> GIVEN REQUEST: Print the data below word for word, from its first line through the line that contains "top-left (669, 509), bottom-right (849, 768)", including that line.
>> begin EXERCISE MATERIAL
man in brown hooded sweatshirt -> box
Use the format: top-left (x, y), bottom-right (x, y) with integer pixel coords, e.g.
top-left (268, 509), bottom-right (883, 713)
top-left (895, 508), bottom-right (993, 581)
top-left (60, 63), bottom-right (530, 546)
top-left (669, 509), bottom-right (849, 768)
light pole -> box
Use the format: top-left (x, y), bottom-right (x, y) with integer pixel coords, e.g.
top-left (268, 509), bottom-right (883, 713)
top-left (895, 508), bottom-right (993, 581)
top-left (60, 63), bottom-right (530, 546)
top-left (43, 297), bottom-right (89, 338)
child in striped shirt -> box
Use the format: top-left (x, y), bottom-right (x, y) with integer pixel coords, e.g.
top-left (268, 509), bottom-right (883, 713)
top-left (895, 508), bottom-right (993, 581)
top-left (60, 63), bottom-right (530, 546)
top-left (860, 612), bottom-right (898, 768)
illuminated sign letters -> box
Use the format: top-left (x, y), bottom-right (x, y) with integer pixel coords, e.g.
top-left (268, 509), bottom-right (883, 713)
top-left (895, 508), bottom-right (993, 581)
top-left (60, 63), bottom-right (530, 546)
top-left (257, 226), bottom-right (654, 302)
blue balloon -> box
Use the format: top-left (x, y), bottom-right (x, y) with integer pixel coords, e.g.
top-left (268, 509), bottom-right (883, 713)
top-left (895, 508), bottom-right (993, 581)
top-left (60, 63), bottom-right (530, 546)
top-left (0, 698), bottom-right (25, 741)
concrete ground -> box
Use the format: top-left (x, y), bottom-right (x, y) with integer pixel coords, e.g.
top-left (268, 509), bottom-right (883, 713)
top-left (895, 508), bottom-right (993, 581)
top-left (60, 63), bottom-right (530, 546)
>> end EXERCISE MATERIAL
> EXERCISE SOLUTION:
man in brown hooded sweatshirt -> box
Use the format: top-left (x, y), bottom-right (x, y) with integer pixel coords, e.g.
top-left (268, 509), bottom-right (883, 713)
top-left (895, 508), bottom-right (993, 581)
top-left (60, 63), bottom-right (530, 546)
top-left (669, 509), bottom-right (849, 768)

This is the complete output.